Despite the significant morbidity and mortality associated with pheochromocytoma and paraganglioma, little is known about their epidemiology. The primary objective was to determine the incidence of pheochromocytoma and paraganglioma in an ethnically diverse population. A secondary objective was to develop and validate algorithms for case detection using laboratory and administrative data.


Population-based cohort study in Alberta, Canada from 2012 to 2019.


Patients with pheochromocytoma or paraganglioma were identified using linked administrative databases and clinical records. Annual incidence rates per 100 000 people were calculated and stratified according to age and sex. Algorithms to identify pheochromocytoma and paraganglioma, based on laboratory and administrative data, were evaluated.

Work request
Pick up the text on the incidence of pheochromocytoma and paraganglioma in Alberta and keep writing from its last sentence. The listing that comes next isn't needed for anything here.

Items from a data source

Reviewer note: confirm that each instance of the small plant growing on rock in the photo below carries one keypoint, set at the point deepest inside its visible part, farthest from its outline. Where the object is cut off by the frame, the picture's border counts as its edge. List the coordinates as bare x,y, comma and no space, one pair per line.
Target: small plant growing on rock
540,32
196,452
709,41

* * *

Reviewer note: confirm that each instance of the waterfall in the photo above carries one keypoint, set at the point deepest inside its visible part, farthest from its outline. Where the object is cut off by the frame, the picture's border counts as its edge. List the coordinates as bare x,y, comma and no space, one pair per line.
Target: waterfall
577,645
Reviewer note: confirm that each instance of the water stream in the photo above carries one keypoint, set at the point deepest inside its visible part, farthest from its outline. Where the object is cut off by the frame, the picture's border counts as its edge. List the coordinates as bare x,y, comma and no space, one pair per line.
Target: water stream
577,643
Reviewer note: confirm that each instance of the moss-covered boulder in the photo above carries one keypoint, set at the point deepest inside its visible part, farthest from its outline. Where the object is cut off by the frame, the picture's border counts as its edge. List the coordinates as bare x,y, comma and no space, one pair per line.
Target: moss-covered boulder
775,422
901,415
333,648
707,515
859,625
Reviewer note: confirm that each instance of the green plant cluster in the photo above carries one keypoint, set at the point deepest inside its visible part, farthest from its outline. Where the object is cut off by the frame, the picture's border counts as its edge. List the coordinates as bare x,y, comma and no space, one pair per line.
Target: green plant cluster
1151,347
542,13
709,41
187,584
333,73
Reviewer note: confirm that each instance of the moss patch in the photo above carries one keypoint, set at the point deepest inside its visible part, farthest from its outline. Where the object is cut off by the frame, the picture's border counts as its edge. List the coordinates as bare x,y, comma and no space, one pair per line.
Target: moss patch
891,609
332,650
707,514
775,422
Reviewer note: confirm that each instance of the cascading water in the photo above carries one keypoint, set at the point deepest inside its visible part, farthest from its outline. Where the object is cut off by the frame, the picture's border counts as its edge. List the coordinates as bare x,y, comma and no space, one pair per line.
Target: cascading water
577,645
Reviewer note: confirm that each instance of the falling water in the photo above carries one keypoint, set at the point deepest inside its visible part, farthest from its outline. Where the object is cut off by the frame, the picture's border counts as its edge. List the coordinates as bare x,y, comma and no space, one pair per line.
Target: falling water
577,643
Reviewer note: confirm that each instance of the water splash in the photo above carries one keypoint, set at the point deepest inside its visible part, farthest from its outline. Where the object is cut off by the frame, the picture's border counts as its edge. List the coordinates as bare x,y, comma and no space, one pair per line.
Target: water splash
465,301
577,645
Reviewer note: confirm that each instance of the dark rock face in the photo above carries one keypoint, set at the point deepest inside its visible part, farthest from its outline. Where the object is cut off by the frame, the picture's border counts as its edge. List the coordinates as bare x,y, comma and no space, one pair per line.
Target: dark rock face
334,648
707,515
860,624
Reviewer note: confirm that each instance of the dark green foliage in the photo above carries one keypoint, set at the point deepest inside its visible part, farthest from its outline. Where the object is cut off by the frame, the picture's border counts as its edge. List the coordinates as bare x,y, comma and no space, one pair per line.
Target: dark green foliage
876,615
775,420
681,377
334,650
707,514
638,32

Output of the task
A total of 239 patients with pheochromocytoma or paraganglioma (collectively with 251 tumors) were identified from a population of 5 196 368 people over a period of 7 years. The overall incidence of pheochromocytoma or paraganglioma was 0.66 cases per 100 000 people per year. The frequency of pheochromocytoma and paraganglioma increased with age and was highest in individuals aged 60–79 years (8.85 and 14.68 cases per 100 000 people per year for males and females, respectively). An algorithm based on laboratory data (metanephrine >two-fold or normetanephrine >three-fold higher than the upper limit of normal) closely approximated the true frequency of pheochromocytoma and paraganglioma with an estimated incidence of 0.54 cases per 100 000 people per year.


The incidence of pheochromocytoma and paraganglioma in an unselected population of western Canada was unexpectedly higher than rates reported from other areas of the world.